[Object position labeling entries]
───

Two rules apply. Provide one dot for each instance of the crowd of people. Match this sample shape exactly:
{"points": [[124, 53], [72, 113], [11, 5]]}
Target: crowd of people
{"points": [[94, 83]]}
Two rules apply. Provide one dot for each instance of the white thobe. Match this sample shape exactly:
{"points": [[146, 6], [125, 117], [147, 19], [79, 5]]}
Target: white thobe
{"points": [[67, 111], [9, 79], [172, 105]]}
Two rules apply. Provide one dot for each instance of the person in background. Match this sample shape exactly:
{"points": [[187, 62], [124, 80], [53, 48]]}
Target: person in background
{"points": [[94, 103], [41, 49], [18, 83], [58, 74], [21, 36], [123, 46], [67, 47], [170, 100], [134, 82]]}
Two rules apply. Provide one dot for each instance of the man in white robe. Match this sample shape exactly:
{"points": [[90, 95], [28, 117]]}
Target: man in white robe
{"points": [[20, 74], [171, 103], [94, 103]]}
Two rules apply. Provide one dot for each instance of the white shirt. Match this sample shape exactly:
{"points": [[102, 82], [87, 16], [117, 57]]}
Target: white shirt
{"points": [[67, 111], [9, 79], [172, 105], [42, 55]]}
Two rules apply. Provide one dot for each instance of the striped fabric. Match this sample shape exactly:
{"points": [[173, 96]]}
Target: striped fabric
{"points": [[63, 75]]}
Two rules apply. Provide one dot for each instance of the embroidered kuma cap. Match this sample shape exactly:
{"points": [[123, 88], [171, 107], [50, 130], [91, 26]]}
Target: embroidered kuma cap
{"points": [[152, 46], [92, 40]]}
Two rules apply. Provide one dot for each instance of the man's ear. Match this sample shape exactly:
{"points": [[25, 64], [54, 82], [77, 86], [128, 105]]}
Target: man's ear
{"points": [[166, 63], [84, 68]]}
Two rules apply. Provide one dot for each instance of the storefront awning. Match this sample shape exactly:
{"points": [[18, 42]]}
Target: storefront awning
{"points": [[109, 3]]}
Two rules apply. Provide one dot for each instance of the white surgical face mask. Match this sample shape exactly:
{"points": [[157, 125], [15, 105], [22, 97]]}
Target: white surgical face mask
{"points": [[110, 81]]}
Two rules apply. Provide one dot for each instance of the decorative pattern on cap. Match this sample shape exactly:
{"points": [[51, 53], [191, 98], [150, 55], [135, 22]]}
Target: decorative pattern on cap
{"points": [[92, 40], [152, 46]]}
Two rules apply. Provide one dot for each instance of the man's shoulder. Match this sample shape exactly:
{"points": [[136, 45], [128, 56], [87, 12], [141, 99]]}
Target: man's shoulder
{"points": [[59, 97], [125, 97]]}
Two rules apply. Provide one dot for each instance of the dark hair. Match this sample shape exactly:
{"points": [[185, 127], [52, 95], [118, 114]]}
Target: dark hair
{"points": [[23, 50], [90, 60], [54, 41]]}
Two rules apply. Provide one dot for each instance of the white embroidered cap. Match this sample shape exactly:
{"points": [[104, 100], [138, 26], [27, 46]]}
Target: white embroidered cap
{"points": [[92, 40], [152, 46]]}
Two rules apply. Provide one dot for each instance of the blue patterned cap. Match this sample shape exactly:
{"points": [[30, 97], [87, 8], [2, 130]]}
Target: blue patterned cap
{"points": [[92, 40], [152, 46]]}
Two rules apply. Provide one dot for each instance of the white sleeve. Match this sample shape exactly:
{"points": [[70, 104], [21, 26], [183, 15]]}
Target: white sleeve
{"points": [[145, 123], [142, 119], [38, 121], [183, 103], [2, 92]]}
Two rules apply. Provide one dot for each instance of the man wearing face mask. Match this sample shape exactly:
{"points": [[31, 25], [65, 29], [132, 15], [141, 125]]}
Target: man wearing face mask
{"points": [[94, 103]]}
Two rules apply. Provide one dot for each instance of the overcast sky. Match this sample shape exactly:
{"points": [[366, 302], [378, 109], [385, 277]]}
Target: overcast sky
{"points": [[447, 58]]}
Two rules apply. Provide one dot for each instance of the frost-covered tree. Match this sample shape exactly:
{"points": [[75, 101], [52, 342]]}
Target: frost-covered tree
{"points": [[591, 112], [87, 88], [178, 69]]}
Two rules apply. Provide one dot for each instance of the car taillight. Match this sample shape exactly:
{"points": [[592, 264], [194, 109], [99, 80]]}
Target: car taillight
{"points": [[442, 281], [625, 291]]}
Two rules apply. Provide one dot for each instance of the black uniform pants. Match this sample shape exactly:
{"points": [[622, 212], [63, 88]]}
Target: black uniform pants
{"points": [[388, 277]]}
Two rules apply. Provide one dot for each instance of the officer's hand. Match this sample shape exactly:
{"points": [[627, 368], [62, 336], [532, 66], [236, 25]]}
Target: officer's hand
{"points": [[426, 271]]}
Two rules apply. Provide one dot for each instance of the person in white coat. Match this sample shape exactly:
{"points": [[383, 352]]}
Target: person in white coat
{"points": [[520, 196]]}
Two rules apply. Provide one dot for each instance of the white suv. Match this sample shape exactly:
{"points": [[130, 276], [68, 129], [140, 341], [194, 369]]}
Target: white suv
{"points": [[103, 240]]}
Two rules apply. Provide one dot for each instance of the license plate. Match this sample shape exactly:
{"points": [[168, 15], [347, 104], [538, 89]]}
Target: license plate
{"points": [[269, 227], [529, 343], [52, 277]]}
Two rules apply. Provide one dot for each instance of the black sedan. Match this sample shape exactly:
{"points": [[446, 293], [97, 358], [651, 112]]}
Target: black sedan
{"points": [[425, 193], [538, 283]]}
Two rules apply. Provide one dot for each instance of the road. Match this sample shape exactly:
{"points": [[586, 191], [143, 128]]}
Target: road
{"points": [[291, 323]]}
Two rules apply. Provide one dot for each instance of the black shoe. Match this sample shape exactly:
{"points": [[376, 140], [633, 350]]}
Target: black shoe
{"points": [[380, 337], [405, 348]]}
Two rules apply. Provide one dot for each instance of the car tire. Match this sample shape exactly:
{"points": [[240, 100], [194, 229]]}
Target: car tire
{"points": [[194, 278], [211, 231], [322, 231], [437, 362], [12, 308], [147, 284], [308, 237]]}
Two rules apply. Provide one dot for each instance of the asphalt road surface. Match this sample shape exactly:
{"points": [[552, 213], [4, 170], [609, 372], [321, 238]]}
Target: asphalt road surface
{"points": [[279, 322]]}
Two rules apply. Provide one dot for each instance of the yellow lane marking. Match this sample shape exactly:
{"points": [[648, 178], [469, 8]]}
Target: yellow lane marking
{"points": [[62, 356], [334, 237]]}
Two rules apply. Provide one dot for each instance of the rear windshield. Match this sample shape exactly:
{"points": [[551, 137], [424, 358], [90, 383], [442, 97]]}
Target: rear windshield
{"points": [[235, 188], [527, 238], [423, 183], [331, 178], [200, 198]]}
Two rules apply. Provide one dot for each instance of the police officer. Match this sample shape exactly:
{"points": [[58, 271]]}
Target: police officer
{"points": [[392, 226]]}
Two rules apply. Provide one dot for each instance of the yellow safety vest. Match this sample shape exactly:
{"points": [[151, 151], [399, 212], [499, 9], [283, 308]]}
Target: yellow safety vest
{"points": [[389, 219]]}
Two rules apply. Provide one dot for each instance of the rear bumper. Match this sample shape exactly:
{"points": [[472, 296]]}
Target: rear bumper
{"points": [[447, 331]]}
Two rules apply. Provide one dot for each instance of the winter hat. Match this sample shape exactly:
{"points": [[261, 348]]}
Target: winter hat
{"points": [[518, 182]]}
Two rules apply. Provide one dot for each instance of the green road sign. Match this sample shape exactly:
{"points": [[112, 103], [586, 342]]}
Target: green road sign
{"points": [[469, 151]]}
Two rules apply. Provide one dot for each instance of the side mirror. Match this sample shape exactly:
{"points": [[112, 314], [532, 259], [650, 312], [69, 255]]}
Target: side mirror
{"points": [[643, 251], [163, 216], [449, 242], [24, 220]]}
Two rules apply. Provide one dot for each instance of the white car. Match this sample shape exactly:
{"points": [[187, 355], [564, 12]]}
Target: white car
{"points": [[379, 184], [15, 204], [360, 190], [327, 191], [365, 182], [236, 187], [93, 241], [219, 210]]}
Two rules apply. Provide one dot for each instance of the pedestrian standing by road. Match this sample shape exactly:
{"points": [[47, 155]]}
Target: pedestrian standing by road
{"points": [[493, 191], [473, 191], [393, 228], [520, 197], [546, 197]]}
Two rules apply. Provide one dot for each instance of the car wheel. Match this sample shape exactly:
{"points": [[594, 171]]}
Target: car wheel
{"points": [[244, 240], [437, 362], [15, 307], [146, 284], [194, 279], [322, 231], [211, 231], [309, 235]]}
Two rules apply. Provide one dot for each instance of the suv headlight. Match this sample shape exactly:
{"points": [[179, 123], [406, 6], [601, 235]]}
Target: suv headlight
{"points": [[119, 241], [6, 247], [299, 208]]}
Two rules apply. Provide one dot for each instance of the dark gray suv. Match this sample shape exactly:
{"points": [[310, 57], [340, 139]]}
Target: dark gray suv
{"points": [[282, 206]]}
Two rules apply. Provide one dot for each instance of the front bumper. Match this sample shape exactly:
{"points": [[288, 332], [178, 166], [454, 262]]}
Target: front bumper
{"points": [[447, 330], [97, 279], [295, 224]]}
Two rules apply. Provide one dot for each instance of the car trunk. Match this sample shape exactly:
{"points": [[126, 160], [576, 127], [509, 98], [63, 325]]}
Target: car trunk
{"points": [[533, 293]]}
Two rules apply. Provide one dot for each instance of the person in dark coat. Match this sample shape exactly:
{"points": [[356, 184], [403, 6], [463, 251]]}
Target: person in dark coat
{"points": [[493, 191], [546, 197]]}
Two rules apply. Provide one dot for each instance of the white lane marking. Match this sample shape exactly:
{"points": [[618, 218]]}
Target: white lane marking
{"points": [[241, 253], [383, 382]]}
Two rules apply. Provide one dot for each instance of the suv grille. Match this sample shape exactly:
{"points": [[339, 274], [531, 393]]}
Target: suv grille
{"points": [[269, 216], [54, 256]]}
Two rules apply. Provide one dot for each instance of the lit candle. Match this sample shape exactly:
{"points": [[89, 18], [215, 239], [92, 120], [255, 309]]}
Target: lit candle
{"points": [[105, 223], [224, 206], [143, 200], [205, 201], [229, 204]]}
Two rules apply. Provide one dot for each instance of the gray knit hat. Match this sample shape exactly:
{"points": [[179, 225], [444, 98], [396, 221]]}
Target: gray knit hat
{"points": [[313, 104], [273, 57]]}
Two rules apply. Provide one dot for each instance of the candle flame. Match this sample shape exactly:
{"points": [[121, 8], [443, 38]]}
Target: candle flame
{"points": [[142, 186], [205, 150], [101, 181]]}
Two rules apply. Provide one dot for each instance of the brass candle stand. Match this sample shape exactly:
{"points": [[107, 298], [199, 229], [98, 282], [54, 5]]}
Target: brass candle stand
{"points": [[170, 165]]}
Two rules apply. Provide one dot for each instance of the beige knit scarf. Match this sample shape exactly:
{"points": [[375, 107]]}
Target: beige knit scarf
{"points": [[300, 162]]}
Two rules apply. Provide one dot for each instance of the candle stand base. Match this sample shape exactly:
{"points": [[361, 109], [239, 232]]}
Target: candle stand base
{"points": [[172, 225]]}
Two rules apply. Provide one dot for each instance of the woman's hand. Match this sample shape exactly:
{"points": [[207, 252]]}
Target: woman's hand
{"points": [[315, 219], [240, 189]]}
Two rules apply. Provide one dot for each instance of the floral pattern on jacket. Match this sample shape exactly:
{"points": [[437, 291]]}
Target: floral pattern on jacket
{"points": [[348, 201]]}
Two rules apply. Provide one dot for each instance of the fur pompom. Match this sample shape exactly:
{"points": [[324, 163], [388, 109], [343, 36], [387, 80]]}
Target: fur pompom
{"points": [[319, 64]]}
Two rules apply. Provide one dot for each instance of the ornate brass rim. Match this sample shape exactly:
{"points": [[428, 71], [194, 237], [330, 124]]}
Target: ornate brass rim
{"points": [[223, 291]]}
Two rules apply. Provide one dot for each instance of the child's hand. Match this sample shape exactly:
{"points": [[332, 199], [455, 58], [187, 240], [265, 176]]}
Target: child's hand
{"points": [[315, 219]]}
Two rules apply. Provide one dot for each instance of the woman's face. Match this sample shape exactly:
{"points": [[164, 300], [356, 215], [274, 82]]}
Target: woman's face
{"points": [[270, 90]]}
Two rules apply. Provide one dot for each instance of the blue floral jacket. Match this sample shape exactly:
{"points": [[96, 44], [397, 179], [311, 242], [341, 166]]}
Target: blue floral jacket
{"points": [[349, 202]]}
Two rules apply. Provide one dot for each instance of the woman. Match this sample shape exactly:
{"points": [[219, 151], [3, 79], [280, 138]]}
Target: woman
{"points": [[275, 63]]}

───

GIVEN TASK: Starting from the line containing "the woman's face." and ending with the final line of the data, reproduce each line exactly as it appears, including no other lines.

SOLUTION FOR THIS PROBLEM:
Two rules apply. Provide one dot for each instance of the woman's face. Match this sample shape exactly:
{"points": [[164, 300], [356, 215], [274, 82]]}
Target: woman's face
{"points": [[270, 90]]}
Two rules apply. Provide one dot for each instance of the blue floral jacket. Match this sample shape exactly:
{"points": [[96, 44], [397, 179], [311, 242], [341, 166]]}
Target: blue floral jacket
{"points": [[349, 202]]}
Two rules apply. Provide one dot for each instance of the woman. Match this sample shape exactly:
{"points": [[219, 151], [3, 79], [280, 138]]}
Target: woman
{"points": [[275, 63]]}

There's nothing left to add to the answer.